▶ **SHORT EXERCISE A**: In the listing, from the line with "point: green stem" up to and including the line with "column 108, row 91", swap "Target" for "Object". Return only those lines, with everything else left unchanged.

OKR Planning Starter Kit

OKR Planning Starter Kit

Download the OKR Planning Starter Kit

Use this free starter kit to help you plan out your quarterly or annual OKRs. This kit includes resources to help you evaluate and compare different types of OKRs, as well as set goals effectively.

In this kit, you’ll find:

OKR Planning Best Practices

As you set and plan your goals, here are a few tips to help you succeed. Though you don’t have to implement every tip in every OKR planning session, consider them all within the context of your team and company.

  • Maximize Buy-In: Doing so can help prevent issues with communication or motivation later in the process. It also can help foresee potential issues. “Make sure everyone on the team is involved in the setting process so that they can spot any problems,” Kelly advises.
  • Set Stretch Goals: “I like to call it a ‘moonshot,’” says Montgomery. “The outcome is uncertain, but nobody gets blamed or punished if you don’t get there.” Montgomery also notes that it’s especially important not to link OKR performance to compensation — “otherwise, people will play it safe.” The OKR framework is for moving into new territory, and people should feel comfortable enough to take risks and make mistakes that they can learn from.
  • Be Transparent: “OKRs are public; everyone in the company should be able to see what everyone else is working on (and how they did in the past),” wrote Rick Klau, who spent nearly a decade at Google Ventures, in 2012, in a paper about how Google sets goals. Every project team member, contributor, and stakeholder should be aligned on the team and company objectives, and discussing OKRs transparently ensures accountability and cooperation. Once the team discusses and agrees upon objectives, you can also identify a clear set of key results.
  • Be Realistic: Allan Kelly considers one objective per quarter to be ideal, while Daniel Montgomery generally follows the rule of “three, plus or minus one.” They both agree that for most businesses — that is, those focusing on growth rather than solely innovation — it’s important to be realistic, even while being ambitious.
  • Stay on Offense: The OKR framework is not for damage control or firefighting. It’s for growth, transformation, and change. Avoid falling into a defense stance, or sandbagging — piling up a fortification just to hold back a flood.

▶ **EXTRACTED INFORMATION**:
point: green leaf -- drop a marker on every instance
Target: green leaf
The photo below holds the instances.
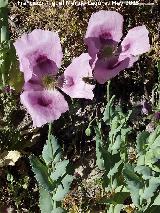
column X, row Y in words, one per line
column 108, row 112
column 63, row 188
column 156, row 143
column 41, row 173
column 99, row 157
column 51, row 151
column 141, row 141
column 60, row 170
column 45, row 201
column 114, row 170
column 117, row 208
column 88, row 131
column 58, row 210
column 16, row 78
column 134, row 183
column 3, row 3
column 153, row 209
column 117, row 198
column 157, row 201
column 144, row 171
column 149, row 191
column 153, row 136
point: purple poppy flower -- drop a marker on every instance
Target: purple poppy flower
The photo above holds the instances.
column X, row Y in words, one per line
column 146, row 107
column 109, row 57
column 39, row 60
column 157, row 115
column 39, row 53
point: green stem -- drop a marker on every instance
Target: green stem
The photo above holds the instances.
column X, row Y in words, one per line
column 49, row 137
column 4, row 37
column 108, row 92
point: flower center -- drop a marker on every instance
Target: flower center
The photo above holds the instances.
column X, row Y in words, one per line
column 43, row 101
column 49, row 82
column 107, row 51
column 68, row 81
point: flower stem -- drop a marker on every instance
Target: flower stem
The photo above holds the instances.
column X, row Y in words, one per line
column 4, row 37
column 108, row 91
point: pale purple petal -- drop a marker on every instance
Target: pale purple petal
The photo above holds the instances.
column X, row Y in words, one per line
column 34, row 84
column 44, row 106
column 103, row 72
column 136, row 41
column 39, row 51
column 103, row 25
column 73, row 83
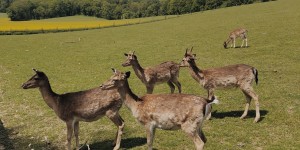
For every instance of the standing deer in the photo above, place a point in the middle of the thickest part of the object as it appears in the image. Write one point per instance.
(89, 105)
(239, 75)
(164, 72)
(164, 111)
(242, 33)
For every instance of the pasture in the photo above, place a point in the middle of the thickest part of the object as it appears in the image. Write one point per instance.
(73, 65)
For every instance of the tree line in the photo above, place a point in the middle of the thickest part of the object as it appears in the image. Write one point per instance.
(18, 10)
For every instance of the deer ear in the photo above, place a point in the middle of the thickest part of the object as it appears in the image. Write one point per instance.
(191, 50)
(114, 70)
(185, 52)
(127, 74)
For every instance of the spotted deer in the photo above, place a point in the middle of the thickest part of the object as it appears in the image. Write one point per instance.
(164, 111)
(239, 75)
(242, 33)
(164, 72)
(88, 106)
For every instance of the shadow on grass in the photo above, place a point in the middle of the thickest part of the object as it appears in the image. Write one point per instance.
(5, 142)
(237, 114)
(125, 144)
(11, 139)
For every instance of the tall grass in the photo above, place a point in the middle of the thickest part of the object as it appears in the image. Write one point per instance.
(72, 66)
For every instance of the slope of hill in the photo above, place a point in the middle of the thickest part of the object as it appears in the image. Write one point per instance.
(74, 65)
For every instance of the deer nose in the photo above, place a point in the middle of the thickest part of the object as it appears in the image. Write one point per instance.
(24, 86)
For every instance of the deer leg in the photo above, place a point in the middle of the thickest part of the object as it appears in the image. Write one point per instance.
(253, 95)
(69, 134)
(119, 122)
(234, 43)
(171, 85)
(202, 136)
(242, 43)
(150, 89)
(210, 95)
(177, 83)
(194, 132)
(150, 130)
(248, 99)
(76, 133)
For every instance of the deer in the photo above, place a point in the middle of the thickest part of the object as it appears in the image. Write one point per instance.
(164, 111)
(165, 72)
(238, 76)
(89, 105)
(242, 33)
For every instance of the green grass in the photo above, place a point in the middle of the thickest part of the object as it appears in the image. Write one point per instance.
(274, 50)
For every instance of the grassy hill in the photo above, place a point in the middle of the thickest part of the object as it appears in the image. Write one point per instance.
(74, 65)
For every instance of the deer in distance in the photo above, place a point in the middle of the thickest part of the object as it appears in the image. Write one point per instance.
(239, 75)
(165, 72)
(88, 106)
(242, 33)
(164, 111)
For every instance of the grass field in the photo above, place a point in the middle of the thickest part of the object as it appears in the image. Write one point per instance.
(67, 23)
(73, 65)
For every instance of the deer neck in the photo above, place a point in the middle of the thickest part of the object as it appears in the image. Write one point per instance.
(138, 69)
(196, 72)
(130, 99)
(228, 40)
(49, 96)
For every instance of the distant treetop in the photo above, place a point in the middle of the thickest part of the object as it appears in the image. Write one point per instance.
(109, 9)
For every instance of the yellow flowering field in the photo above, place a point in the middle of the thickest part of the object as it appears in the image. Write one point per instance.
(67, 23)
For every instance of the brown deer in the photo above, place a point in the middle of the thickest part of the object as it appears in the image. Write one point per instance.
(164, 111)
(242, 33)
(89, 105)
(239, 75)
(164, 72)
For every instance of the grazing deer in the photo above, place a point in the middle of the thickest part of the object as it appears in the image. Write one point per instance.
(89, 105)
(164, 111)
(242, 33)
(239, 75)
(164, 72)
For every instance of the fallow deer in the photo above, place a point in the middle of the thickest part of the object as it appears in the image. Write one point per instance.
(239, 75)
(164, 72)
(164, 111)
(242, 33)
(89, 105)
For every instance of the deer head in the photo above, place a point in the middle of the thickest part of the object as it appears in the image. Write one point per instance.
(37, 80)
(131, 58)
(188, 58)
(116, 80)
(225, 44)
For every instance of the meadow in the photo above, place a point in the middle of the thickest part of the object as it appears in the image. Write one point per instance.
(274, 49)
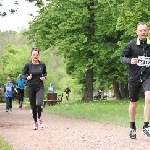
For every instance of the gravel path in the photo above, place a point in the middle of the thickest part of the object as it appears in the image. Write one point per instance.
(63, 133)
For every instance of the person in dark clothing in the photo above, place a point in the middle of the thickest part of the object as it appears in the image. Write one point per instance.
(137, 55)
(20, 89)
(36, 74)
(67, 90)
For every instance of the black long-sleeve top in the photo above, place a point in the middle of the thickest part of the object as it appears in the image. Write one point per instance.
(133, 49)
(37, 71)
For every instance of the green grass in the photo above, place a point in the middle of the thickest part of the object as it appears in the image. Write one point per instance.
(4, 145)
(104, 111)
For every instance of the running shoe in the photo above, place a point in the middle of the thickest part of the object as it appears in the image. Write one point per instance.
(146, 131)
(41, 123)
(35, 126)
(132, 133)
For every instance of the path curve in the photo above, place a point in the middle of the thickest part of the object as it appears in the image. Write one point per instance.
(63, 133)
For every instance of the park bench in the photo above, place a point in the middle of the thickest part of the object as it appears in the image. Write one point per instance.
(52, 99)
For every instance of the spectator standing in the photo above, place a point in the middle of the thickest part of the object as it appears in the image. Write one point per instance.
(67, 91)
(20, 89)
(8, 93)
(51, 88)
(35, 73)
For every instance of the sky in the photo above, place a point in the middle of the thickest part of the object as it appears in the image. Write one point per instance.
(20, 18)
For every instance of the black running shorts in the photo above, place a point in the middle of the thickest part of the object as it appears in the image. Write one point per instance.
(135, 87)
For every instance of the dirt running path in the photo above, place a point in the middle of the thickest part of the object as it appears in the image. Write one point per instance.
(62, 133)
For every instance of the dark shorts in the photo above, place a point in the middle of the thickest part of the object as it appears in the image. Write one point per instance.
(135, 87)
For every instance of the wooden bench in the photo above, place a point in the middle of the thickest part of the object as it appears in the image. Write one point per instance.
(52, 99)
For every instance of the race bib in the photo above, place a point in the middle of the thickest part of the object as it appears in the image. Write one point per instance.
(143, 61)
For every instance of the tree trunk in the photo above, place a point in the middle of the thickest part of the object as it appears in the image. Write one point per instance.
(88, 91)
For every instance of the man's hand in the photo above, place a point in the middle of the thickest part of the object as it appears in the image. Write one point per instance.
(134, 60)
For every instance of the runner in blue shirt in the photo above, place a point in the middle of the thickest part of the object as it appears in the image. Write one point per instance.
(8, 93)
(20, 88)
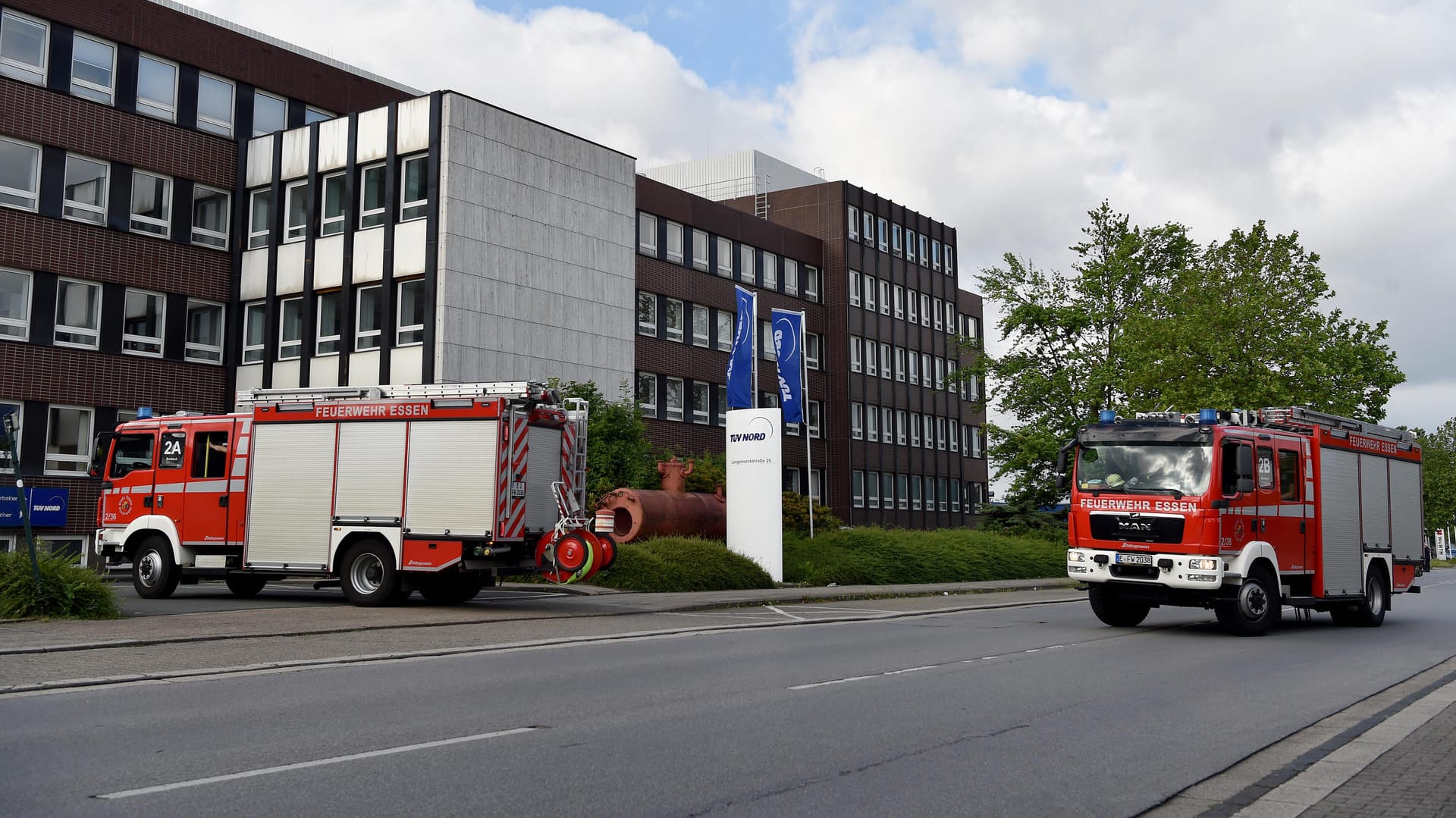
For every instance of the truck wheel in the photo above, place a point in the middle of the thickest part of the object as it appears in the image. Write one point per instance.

▶ **SHORT EXERCISE B**: Resume the OKR planning starter kit from where it stops.

▶ **EXERCISE RESPONSE A**:
point: green stem -- drop a marker on every instance
Object: green stem
The photo above holds the instances.
column X, row Y in words, one per line
column 49, row 137
column 4, row 37
column 108, row 92
point: flower center -- drop a marker on every instance
Object: flower center
The photo above holds the instances.
column X, row Y in words, one per line
column 43, row 101
column 49, row 82
column 107, row 51
column 68, row 81
point: flower stem -- drop a marker on every instance
Object: flower stem
The photo above holds the instances.
column X, row Y in words, one per line
column 4, row 37
column 108, row 91

▶ **EXERCISE RESPONSE B**:
  • Don’t Forget Business-as-Usual: At the same time, it’s important to limit the number of stretch goals you set. If your company is young or your team’s only focus is innovation, you might have the bandwidth for more OKRs than a more mature company. But Montgomery notes, older organizations also need to “keep selling what they're already selling.” To do this, Allan Kelly recommends keeping an “OKR #0.” This keeps the rest of your OKRs clearly connected to your BAU, backlog, or other “support activities.”

    Doug Gray

  • Consult Experts: “I often state that ‘a little structure goes a long way toward desired outcomes,’” says Doug Gray, CEO of Action Learning Associates, LLC. “There are two types of objectives or outcomes: behavioral and performance. Most teams do better when an external facilitator drives the process with a regular cadence and executive involvement.”
  • Focus on Impact: Prioritize objectives that move the needle with the company’s larger goals for success, as well as address critical challenges and timely opportunities.

    Vetri Vellore

  • Avoid Wordiness: To keep the focus on growth and innovation, even if BAU needs to be taken into account, it’s important to write OKRs that are short, clear, and concise, and that lend themselves to “timely resolution of disagreements,” according to Vetri Vellore, a former VP at Microsoft and author of OKRs for All: Making Objectives and Key Results Work for Your Entire Organization. “Keep the planning process concise, and avoid spending too much time on wording,” he advises.

OKR Quarterly Planning vs. OKR Annual Planning

Annual OKR planning is the strategic process of defining an organization’s or a team’s objectives and key results over the course of a full year. Quarterly OKR planning defines these objectives and key results for a three-month, or quarterly, period.

Quarterly OKR planning often involves breaking down annual goals into shorter-term action items. During quarterly OKR planning, teams define their organization’s and their own objectives to help them achieve their quarterly goals. These quarterly goals should directly drive progress toward the organization’s longer-term goals.

Opinions vary on which type of planning works best for an organization. For some, it works best to choose one or the other; for others, it might be best to use both for different purposes. But before you can assess this for your company, it’s important to consider the broad ways in which the two strategies and their impacts differ.
 

  • Flexibility: Different timelines means different levels of flexibility. One major difference between annual and quarterly OKRs is that annual OKRs encourage more longer-term strategic planning, while quarterly OKRs encourage more flexibility and greater responsiveness to changing markets and conditions.
  • Forethought: Setting and planning annual OKRs requires more forethought than setting and planning quarterly OKRs, since annual OKRs need to align with a longer-term company mission.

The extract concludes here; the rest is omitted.